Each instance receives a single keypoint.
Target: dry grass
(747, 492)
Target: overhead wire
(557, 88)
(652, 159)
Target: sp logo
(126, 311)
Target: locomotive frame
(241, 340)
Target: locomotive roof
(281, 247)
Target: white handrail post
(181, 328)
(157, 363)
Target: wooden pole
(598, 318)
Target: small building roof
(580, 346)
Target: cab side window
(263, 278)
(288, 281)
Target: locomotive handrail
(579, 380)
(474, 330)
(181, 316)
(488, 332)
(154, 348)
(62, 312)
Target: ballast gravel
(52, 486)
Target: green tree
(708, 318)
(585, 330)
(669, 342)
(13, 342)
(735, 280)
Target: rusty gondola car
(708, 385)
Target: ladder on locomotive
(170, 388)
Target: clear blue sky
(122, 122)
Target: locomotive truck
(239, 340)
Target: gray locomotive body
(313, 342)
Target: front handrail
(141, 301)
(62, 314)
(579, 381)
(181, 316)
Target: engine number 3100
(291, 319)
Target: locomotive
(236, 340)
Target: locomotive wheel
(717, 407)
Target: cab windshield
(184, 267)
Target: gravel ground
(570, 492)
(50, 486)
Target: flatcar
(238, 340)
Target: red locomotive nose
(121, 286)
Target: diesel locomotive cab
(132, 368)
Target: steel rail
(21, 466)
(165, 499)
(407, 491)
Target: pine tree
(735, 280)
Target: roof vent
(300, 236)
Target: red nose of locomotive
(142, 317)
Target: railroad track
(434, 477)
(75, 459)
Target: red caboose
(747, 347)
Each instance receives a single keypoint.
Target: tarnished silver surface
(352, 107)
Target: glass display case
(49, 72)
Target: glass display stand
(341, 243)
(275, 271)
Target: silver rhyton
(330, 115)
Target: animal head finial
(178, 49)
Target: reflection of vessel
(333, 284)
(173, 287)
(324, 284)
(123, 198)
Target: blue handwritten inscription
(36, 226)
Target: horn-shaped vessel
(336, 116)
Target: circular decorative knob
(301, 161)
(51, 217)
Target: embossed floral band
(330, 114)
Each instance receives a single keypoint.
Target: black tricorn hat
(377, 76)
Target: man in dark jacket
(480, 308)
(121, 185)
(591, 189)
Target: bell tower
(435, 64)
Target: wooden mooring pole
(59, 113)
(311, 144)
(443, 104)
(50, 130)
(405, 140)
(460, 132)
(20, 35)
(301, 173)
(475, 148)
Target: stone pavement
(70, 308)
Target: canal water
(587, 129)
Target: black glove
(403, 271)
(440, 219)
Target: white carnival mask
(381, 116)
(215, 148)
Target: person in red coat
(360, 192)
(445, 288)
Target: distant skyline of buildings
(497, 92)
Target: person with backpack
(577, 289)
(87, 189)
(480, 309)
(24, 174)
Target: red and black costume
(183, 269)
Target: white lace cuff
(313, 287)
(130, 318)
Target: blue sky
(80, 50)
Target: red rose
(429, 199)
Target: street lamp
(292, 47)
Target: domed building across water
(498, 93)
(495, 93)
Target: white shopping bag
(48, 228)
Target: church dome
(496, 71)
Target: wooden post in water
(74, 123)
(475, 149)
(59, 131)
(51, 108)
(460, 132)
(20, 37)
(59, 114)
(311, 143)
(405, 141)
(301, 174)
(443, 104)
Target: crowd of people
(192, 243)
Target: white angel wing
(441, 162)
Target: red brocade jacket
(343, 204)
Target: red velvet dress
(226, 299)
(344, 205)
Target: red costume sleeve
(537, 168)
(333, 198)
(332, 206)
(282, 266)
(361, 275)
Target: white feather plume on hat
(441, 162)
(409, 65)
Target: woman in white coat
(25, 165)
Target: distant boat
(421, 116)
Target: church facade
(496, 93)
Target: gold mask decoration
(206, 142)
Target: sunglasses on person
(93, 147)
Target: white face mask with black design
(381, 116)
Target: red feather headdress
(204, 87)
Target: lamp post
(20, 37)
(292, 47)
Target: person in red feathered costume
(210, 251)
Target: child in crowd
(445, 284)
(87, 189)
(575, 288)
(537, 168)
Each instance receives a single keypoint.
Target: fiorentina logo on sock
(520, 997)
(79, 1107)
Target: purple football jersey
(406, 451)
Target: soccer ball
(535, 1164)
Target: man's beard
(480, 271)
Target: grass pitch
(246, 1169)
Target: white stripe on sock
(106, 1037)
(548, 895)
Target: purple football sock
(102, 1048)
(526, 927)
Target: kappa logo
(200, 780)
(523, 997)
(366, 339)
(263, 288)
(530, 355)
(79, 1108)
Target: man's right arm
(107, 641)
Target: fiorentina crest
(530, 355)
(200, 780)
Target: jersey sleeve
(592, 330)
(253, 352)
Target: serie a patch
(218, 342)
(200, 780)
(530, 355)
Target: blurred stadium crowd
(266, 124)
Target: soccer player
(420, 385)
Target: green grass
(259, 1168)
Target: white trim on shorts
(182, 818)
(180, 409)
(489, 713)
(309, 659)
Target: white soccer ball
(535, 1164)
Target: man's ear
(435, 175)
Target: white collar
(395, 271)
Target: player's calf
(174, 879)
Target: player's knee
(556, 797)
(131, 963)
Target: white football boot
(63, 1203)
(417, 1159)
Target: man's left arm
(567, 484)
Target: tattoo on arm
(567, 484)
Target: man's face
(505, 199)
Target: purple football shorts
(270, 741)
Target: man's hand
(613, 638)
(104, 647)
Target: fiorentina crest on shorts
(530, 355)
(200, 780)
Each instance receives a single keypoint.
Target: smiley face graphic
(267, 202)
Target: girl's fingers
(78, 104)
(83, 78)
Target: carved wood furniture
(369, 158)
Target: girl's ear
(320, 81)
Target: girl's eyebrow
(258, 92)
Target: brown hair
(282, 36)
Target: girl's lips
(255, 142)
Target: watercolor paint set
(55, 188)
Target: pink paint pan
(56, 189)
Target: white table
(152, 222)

**Work task**
Extract all of the material exactly as it is written.

**Answer box**
Each instance receives a single keypoint.
Target: dry grass
(747, 492)
Target: overhead wire
(557, 88)
(652, 159)
Target: sp logo
(126, 311)
Target: locomotive frame
(241, 340)
Target: locomotive roof
(281, 247)
Target: white handrail post
(181, 328)
(157, 363)
Target: wooden pole
(598, 318)
Target: small building roof
(580, 346)
Target: cab side window
(263, 278)
(288, 281)
Target: locomotive handrail
(579, 380)
(474, 330)
(181, 316)
(488, 332)
(154, 348)
(62, 312)
Target: ballast gravel
(52, 486)
Target: green tree
(708, 318)
(585, 330)
(669, 342)
(13, 342)
(735, 280)
Target: rusty gondola car
(708, 385)
Target: ladder on locomotive
(170, 388)
Target: clear blue sky
(122, 122)
Target: locomotive truck
(239, 340)
Target: gray locomotive body
(313, 342)
Target: front handrail
(141, 301)
(62, 314)
(579, 381)
(181, 316)
Target: engine number 3100
(291, 319)
Target: locomotive
(236, 340)
Target: locomotive wheel
(717, 407)
Target: cab windshield
(184, 267)
Target: gravel ground
(570, 492)
(50, 486)
Target: flatcar
(238, 340)
Target: red locomotive nose
(121, 286)
Target: diesel locomotive cab
(132, 368)
Target: steel rail
(21, 466)
(165, 499)
(407, 491)
Target: pine tree
(735, 280)
Target: roof vent
(300, 236)
Target: red nose of locomotive
(142, 317)
Target: railroad track
(434, 477)
(75, 459)
Target: red caboose
(747, 347)
Each instance receives a single keypoint.
Target: tarnished silver surface
(352, 107)
Target: glass display case
(49, 72)
Target: glass display stand
(341, 243)
(275, 271)
Target: silver rhyton
(330, 115)
Target: animal head finial
(178, 49)
Target: reflection of vessel
(333, 284)
(173, 287)
(324, 284)
(123, 198)
Target: blue handwritten inscription
(36, 226)
Target: horn-shaped vessel
(336, 116)
Target: circular decorative knob
(301, 161)
(51, 217)
Target: embossed floral band
(330, 114)
Each instance receives a single keypoint.
Target: black tricorn hat
(377, 76)
Target: man in dark jacket
(480, 308)
(121, 185)
(591, 189)
Target: bell tower
(435, 64)
Target: wooden mooring pole
(59, 113)
(311, 144)
(443, 104)
(50, 130)
(405, 140)
(460, 132)
(20, 35)
(301, 173)
(475, 148)
Target: stone pavement
(70, 308)
Target: canal water
(587, 129)
Target: black glove
(403, 271)
(440, 219)
Target: white carnival mask
(381, 116)
(215, 148)
Target: person in red coat
(360, 192)
(445, 288)
Target: distant skyline of buildings
(497, 92)
Target: person with backpack
(577, 289)
(87, 189)
(480, 309)
(24, 174)
Target: red and black costume
(183, 269)
Target: white lace cuff
(313, 287)
(130, 318)
Target: blue sky
(80, 50)
Target: red rose
(429, 199)
Target: street lamp
(292, 47)
Target: domed building across water
(498, 93)
(495, 93)
Target: white shopping bag
(48, 228)
Target: church dome
(496, 71)
Target: wooden post in water
(74, 123)
(475, 149)
(59, 131)
(51, 108)
(460, 132)
(20, 37)
(59, 114)
(311, 143)
(405, 141)
(301, 174)
(443, 104)
Target: crowd of people
(192, 243)
Target: white angel wing
(441, 162)
Target: red brocade jacket
(343, 204)
Target: red velvet dress
(226, 299)
(344, 205)
Target: red costume sleeve
(537, 168)
(333, 198)
(332, 206)
(282, 266)
(361, 275)
Target: white feather plume on hat
(441, 162)
(409, 65)
Target: woman in white coat
(25, 165)
Target: distant boat
(421, 116)
Target: church facade
(496, 93)
Target: gold mask decoration
(206, 142)
Target: sunglasses on person
(93, 147)
Target: white face mask with black design
(381, 116)
Target: red feather headdress
(204, 87)
Target: lamp post
(20, 37)
(292, 47)
Target: person in red feathered costume
(210, 251)
Target: child in crowd
(445, 284)
(87, 189)
(575, 288)
(537, 168)
Each instance receives a single keypoint.
Target: fiorentina logo on sock
(520, 997)
(79, 1107)
Target: purple football jersey
(406, 451)
Target: soccer ball
(535, 1164)
Target: man's beard
(480, 271)
Target: grass pitch
(246, 1169)
Target: white stripe on sock
(106, 1037)
(548, 895)
Target: purple football sock
(102, 1048)
(526, 927)
Target: kappa logo
(200, 780)
(523, 997)
(366, 339)
(263, 288)
(530, 355)
(79, 1108)
Target: man's right arm
(107, 641)
Target: fiorentina crest
(530, 355)
(200, 780)
Target: jersey sleeve
(592, 330)
(253, 352)
Target: serie a patch
(218, 342)
(200, 780)
(530, 355)
Target: blurred stadium crowd
(266, 124)
Target: soccer player
(420, 385)
Target: green grass
(259, 1168)
Target: white trim on shorts
(182, 818)
(180, 409)
(489, 713)
(309, 659)
Target: white soccer ball
(535, 1164)
Target: man's ear
(435, 175)
Target: white collar
(395, 271)
Target: player's calf
(174, 879)
Target: player's knee
(556, 797)
(131, 963)
Target: white football boot
(63, 1203)
(417, 1159)
Target: man's left arm
(567, 484)
Target: tattoo on arm
(567, 484)
Target: man's face
(505, 199)
Target: purple football shorts
(270, 741)
Target: man's hand
(613, 638)
(104, 647)
Target: fiorentina crest on shorts
(530, 355)
(200, 780)
Each instance receives a single keypoint.
Target: smiley face graphic
(267, 202)
Target: girl's fingers
(78, 104)
(83, 78)
Target: carved wood furniture
(369, 158)
Target: girl's ear
(320, 81)
Target: girl's eyebrow
(258, 92)
Target: brown hair
(282, 36)
Target: girl's lips
(255, 142)
Target: watercolor paint set
(55, 188)
Target: pink paint pan
(56, 189)
Target: white table
(152, 222)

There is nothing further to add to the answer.